Consegna 1:
Rispondi alle seguenti domande basandoti sulla fonte.
(a) In quale paese si trovava il carcere segreto della Cia chiamato "Occhio di gatto"?
(b) Quante volte in un mese Abu Zubaydah fu sottoposto al waterboarding?
(c) Quante video-registrazioni delle torture in Thailandia fece scomparire la Haspel?

Fonte:
Le accuse sono di aver praticato di persona e favorito l’uso della tortura su prigionieri sospettati di terrorismo nell’“Occhio di gatto”, un carcere segreto della Cia in Thailandia, vicino a Bangkok. Il tutto risalirebbe al 2002, quando George Bush aveva appena lanciato la “guerra al terrore” post 11 settembre: la Haspel aveva ricevuto il compito di supervisionare il sito segreto thailandese e di testate il nuovo programma di “interrogazioni avanzate” della Cia, ovvero un mix di torture per far parlare i prigionieri sospettati di legami con Al-Qaeda.

Tra le diverse vittime della Haspel clamoroso fu il caso di Abu Zubaydah, rapito in Pakistan a 31 anni da un raid di agenti americani che lo accolsero con un proiettile alla coscia, uno allo stomaco e uno ai testicoli. Sopravvissuto al blitz, era stato trasportato nel “black site” controllato dalla Haspel, dove rinchiuso per giorni in una cella di quattro metri era stato sottoposto a torture inenarrabili: dal soffocamento da waterboarding (83 volte in un mese) al supplizio di luci e musica hard-rock accesa 24h/24, dal walling (cioè la contusione del viso sulle pareti) all’uso degli insetti.

Vedendolo ridotto a pezzi dopo dieci settimane di torture, la Haspel, temendo che la vicenda potesse uscire fuori, scriveva in un rapporto segreto: “Dobbiamo avere garanzie ragionevoli che rimanga in isolamento e senza poter comunicare per il resto della sua vita”. Da quel 2002 sia Zubaydah sia la Haspel hanno ricevuto una promozione. Il primo, che pure nel 2009 è stato riconosciuto innocente per la maggior parte delle accuse di terrorismo dal Dipartimento di Giustizia, si trova ancora oggi, dopo aver perso un occhio, nella ben più celebre prigione di Guantánamo a Cuba. La Haspel, dopo essere stata promossa a capo delle operazioni del centro antiterrorismo della Cia e aver fatto scomparire tutti le 92 video-registrazioni delle torture in Thailandia, è di recente divenuta la nuova vice-direttrice dell’agenzia di intelligence.

Record forniti:
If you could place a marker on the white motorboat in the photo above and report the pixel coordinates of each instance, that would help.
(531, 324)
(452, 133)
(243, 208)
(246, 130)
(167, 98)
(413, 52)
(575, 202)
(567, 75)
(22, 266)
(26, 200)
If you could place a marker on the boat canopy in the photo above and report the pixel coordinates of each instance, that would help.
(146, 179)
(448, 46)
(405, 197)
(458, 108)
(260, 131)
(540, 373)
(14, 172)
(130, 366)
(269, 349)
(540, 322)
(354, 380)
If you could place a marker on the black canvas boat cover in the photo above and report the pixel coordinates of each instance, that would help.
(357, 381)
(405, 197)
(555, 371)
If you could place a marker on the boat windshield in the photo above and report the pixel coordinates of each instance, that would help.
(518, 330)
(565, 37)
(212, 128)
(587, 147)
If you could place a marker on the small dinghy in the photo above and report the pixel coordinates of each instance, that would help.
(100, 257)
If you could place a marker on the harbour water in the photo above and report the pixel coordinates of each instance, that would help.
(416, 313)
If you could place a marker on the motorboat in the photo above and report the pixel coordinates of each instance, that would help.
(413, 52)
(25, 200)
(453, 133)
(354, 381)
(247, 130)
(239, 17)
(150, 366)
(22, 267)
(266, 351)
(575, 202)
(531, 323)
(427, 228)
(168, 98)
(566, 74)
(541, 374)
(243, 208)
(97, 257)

Consegna 2: Indica quante righe dei record contengono la parola "motorboat". Scrivi soltanto il numero.

Risposta completa 1:
(a) In Thailandia, vicino a Bangkok.
(b) 83 volte.
(c) 92.

Risposta completa 2: 2